**DIRECTIONS FOR THIS TASK:**
From the line containing "For every instance of the fire, the" down to the last line of the records below, restate each line word for word and leave out the rest.

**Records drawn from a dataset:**
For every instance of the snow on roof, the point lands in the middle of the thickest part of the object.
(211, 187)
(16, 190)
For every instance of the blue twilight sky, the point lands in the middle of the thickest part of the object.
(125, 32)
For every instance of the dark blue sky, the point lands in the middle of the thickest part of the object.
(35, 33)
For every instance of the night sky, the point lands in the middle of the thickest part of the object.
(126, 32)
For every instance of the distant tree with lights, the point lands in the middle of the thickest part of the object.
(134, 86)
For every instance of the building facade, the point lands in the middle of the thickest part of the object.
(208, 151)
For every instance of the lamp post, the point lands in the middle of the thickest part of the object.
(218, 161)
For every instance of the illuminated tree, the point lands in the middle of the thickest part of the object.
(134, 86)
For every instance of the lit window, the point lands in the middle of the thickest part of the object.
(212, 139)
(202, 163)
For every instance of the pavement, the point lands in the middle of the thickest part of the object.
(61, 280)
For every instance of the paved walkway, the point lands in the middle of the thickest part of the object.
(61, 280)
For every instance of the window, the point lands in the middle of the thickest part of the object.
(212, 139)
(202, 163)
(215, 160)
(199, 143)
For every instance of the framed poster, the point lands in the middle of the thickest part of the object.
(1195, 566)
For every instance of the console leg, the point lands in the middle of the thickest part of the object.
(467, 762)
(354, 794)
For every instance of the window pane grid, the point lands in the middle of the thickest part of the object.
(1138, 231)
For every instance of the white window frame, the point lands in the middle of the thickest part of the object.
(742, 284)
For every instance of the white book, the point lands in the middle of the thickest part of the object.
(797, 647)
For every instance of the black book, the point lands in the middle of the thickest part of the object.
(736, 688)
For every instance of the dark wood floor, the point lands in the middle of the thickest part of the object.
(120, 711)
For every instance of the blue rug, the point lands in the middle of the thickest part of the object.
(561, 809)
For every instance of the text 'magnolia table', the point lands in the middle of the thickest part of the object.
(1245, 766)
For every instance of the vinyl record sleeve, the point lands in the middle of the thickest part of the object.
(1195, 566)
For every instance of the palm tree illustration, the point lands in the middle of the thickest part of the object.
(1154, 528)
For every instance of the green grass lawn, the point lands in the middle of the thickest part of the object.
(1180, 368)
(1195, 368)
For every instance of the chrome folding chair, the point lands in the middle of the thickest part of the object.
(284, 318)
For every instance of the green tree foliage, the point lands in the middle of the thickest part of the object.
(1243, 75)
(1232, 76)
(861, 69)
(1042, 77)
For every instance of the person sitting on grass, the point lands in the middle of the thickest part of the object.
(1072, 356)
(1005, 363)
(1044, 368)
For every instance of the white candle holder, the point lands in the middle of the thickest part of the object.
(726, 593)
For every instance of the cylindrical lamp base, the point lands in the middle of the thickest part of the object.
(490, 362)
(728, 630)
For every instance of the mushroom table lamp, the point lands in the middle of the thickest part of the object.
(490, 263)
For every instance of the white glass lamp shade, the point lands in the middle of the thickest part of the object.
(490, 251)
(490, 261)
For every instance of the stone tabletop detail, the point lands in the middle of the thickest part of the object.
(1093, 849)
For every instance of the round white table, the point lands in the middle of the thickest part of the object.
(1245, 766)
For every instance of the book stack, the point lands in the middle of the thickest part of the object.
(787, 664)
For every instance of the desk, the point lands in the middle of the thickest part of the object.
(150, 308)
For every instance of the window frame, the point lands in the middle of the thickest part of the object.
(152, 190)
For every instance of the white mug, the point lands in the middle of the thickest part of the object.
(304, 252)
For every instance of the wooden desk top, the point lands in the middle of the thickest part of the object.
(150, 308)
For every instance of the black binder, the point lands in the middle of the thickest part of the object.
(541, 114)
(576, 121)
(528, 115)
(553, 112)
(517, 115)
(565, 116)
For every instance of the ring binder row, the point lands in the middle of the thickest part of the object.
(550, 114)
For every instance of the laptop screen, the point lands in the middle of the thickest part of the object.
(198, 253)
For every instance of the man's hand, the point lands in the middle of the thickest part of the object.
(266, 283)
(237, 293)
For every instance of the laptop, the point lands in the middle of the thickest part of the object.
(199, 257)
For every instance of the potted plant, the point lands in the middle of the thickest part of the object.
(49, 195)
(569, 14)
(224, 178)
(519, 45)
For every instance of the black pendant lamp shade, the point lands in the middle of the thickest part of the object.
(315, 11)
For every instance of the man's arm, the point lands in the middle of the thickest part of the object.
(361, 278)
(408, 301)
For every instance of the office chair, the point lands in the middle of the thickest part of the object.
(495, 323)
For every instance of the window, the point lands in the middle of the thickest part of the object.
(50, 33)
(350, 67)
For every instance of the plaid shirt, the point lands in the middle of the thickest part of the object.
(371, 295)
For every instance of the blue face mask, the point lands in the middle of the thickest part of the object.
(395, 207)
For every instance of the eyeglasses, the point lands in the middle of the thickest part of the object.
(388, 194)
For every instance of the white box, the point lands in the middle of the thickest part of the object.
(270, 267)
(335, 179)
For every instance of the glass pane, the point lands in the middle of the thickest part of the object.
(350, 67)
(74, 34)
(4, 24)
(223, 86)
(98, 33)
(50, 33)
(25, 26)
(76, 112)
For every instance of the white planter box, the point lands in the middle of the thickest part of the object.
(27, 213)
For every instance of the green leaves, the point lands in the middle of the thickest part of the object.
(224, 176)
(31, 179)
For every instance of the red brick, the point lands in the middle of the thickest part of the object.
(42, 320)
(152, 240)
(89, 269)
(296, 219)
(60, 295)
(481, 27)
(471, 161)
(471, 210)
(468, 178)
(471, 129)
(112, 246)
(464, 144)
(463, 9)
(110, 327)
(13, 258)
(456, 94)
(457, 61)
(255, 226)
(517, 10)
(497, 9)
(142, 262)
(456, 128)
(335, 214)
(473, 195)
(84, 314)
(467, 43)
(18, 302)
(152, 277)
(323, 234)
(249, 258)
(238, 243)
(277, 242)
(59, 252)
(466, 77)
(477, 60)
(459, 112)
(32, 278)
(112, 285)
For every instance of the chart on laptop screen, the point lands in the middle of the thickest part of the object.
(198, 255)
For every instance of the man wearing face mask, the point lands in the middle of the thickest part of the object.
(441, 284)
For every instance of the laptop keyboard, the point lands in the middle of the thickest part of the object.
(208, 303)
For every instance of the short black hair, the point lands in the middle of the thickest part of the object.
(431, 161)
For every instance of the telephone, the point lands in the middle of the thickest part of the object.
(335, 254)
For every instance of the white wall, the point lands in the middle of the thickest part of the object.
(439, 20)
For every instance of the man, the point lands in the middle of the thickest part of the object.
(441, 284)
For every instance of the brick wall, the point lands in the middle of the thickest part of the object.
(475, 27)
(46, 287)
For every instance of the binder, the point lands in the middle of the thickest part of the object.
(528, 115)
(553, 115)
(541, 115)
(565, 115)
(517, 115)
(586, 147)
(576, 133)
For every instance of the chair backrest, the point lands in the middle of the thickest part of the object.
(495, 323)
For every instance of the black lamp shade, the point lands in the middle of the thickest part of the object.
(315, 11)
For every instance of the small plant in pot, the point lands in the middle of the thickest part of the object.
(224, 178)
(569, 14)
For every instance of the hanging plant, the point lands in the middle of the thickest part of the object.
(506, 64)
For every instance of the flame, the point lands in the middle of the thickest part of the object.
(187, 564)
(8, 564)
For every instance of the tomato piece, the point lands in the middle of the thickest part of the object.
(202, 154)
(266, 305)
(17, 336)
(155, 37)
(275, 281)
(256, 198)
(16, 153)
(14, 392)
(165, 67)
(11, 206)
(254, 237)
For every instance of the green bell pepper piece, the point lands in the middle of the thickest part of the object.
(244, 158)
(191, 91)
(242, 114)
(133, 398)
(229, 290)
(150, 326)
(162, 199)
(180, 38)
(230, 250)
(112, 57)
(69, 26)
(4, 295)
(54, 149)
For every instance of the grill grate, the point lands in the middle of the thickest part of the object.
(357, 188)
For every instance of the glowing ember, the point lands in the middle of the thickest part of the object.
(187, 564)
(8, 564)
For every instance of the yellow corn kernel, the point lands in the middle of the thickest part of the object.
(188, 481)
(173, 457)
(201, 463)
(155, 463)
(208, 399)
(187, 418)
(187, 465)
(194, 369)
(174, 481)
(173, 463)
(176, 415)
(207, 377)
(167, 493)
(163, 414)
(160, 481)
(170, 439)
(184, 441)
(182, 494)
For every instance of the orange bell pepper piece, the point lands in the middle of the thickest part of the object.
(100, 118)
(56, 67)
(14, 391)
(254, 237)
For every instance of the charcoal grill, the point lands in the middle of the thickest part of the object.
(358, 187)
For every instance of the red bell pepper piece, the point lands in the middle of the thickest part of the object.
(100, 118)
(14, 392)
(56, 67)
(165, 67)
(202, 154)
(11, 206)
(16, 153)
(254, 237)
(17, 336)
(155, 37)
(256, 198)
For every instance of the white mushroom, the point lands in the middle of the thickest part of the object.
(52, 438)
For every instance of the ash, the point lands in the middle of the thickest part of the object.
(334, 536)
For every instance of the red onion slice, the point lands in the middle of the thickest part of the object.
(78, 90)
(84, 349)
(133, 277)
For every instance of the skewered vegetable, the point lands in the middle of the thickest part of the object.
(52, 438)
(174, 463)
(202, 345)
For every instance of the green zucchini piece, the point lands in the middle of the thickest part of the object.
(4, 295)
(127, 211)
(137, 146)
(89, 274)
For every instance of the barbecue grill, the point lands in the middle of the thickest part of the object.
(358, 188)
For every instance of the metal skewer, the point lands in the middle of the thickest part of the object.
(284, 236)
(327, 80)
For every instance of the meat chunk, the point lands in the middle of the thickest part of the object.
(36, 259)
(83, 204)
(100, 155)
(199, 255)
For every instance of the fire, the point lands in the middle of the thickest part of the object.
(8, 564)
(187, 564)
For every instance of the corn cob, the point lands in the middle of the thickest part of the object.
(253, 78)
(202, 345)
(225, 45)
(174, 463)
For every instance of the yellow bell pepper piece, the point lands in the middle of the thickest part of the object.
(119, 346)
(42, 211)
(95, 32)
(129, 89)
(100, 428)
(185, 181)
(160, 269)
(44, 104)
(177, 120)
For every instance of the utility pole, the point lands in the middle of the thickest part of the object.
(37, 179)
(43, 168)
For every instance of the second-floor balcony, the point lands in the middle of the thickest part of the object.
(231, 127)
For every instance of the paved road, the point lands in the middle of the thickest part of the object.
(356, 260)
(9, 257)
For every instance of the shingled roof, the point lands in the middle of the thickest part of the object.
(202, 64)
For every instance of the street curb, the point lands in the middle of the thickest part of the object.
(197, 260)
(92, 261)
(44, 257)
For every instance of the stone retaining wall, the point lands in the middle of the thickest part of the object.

**REPLY TO THE EXERCISE:**
For every instance of the fire, the point lands in the middle of the thickest part of the object.
(8, 564)
(187, 564)
For every instance of the corn cob, the point lands in the middle of the thickest part of the object.
(253, 78)
(202, 345)
(225, 45)
(174, 463)
For every instance of the yellow bell pepper piece, the point lands in the middle of the thickest part of the object.
(119, 346)
(42, 211)
(95, 32)
(129, 89)
(100, 428)
(185, 181)
(160, 269)
(44, 104)
(177, 120)
For every instance of the utility pole, the point lands in the middle of the thickest part of the object.
(37, 179)
(43, 168)
For every instance of the second-floor balcony, the point lands in the middle of the thickest part of the object.
(231, 127)
For every instance of the paved road, the point lands in the middle of the thickest part of the object.
(356, 260)
(9, 257)
For every instance of the shingled roof, the point lands in the middle of the thickest part of the object.
(202, 64)
For every instance of the street curb, the point lands in the middle of the thickest part of the object.
(197, 260)
(92, 261)
(44, 257)
For every instance of the stone retaining wall, the point lands in the middle of the thickest part of the object.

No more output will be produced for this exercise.